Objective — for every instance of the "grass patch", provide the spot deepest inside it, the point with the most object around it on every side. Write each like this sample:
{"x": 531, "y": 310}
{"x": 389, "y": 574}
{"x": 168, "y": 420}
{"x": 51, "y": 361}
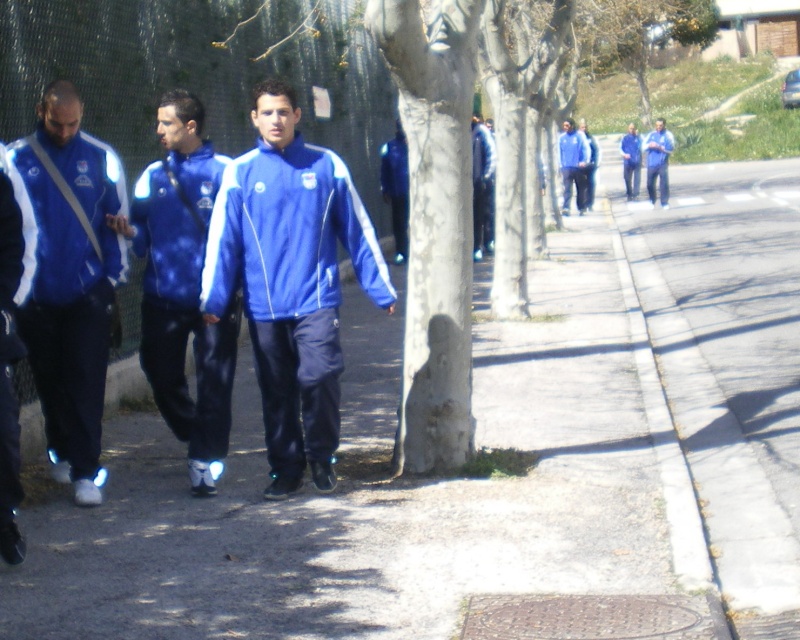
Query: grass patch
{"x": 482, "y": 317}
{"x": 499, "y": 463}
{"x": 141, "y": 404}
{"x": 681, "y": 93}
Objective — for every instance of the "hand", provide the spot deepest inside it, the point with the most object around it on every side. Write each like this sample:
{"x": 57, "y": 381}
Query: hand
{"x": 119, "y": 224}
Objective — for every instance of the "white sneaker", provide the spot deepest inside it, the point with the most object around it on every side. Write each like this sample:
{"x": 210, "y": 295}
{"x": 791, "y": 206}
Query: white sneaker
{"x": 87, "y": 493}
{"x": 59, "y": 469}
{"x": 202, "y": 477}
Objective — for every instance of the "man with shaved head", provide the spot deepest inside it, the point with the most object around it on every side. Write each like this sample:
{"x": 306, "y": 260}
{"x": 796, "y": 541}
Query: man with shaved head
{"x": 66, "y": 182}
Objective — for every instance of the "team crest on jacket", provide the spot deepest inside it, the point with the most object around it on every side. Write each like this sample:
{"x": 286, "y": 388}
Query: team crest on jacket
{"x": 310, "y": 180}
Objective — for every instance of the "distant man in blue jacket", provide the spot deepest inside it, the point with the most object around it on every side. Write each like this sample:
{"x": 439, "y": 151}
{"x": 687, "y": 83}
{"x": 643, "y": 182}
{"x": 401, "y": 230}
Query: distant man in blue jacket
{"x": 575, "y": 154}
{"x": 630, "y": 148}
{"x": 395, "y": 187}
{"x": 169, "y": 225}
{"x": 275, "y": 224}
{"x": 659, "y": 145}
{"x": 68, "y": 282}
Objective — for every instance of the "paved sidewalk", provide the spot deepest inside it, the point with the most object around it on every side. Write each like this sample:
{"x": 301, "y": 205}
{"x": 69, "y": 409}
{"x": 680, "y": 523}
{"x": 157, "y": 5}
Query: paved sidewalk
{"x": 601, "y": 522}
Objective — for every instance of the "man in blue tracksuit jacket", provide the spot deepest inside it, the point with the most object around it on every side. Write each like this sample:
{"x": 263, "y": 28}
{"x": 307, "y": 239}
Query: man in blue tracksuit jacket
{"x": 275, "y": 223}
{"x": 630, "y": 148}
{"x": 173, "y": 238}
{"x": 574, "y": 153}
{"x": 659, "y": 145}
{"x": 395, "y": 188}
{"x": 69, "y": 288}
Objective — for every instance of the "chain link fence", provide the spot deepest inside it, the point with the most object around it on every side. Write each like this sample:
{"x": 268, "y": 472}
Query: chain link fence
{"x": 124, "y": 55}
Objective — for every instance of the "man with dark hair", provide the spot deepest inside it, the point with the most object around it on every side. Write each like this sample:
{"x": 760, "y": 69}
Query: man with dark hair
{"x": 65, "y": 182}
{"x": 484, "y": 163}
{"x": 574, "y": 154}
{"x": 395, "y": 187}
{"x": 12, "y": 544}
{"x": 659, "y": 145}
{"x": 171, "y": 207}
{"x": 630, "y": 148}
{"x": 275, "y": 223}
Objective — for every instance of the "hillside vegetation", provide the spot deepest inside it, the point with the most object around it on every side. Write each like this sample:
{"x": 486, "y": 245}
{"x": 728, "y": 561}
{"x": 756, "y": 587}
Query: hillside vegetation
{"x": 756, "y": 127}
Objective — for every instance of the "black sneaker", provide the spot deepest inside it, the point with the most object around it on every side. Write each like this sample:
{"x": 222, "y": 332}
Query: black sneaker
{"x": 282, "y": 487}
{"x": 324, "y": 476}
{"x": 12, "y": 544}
* * *
▶ [Work instructions] If the records include pictures, omit them and transcribe everything else exactly.

▶ [Result of this task]
Objective — for every instance of the "grass patch", provide the spot deepest inside it, the point with the most object around it on every side. Write each like this sample:
{"x": 531, "y": 310}
{"x": 389, "y": 574}
{"x": 168, "y": 420}
{"x": 51, "y": 361}
Query: grass patch
{"x": 482, "y": 317}
{"x": 499, "y": 463}
{"x": 141, "y": 404}
{"x": 681, "y": 93}
Objective — for every instance of the "hand", provide the spot deepest inside it, the point with the most object around it on every side. Write each like this sample:
{"x": 57, "y": 381}
Query: hand
{"x": 119, "y": 224}
Objective — for every instance of the "white sneaker", provide the spot deepest inside it, the point with the most object around it on every side. Write each like this sample:
{"x": 210, "y": 295}
{"x": 791, "y": 206}
Query: white sneaker
{"x": 87, "y": 493}
{"x": 59, "y": 469}
{"x": 202, "y": 477}
Objective — for every instance of the "man with shaved head", provide the spot deepest inside it, the point with the most object around it on every side. Write each like this sample:
{"x": 306, "y": 260}
{"x": 796, "y": 541}
Query: man with shaved head
{"x": 66, "y": 182}
Objective — for every instance of the "team crest on jacket", provide the spot deepest inside it, the point with the most object around it on every side. Write each like this sample:
{"x": 286, "y": 388}
Query: team crest on jacket
{"x": 310, "y": 180}
Objective — for every instance of the "distant man in blue jacket", provide the spot deepest inside it, the point with the most object around it on every side. Write each like this sample:
{"x": 439, "y": 151}
{"x": 687, "y": 83}
{"x": 643, "y": 182}
{"x": 401, "y": 230}
Query: distant man in blue jacket
{"x": 575, "y": 154}
{"x": 630, "y": 148}
{"x": 395, "y": 187}
{"x": 169, "y": 225}
{"x": 275, "y": 224}
{"x": 659, "y": 145}
{"x": 68, "y": 282}
Objective — for every instance of the "paved sidewalk", provide the spot deepest inside it, the point with the most object around it on every side. Write each like this sample:
{"x": 301, "y": 205}
{"x": 69, "y": 409}
{"x": 680, "y": 523}
{"x": 157, "y": 5}
Query: paved sidewalk
{"x": 601, "y": 522}
Objective — for every instance of the "man in blue tracksuit jacket", provide the spot deepest inside it, the point with the most object around it on every side. Write each like this sample:
{"x": 263, "y": 28}
{"x": 307, "y": 239}
Query: man in blue tracksuit jacket
{"x": 275, "y": 223}
{"x": 630, "y": 148}
{"x": 173, "y": 238}
{"x": 574, "y": 153}
{"x": 659, "y": 145}
{"x": 395, "y": 188}
{"x": 69, "y": 288}
Objective — for every instance of the "chain link fence", provide the spot deepest inside it, the point with the most object around it on every side. Write each like this sample:
{"x": 268, "y": 472}
Query: chain link fence
{"x": 124, "y": 55}
Objective — for every instance of the "man with dark hair", provide the spot deepest inside it, the point with the most object around it on every side. Write each like this sample:
{"x": 760, "y": 69}
Query: man with dark hair
{"x": 65, "y": 182}
{"x": 484, "y": 163}
{"x": 574, "y": 154}
{"x": 395, "y": 187}
{"x": 12, "y": 544}
{"x": 659, "y": 145}
{"x": 171, "y": 207}
{"x": 630, "y": 148}
{"x": 275, "y": 223}
Objective — for every instance of the "hillside vegetation", provide the spot deepest inside it, the point with the most object around it on every side. Write each like this sample:
{"x": 486, "y": 245}
{"x": 728, "y": 561}
{"x": 756, "y": 587}
Query: hillside vegetation
{"x": 756, "y": 127}
Objective — for every instance of the "black sneaker", provide the spot deepest inside it, the point with the most object around it on every side. Write each like this sample:
{"x": 222, "y": 332}
Query: black sneaker
{"x": 282, "y": 487}
{"x": 324, "y": 476}
{"x": 12, "y": 544}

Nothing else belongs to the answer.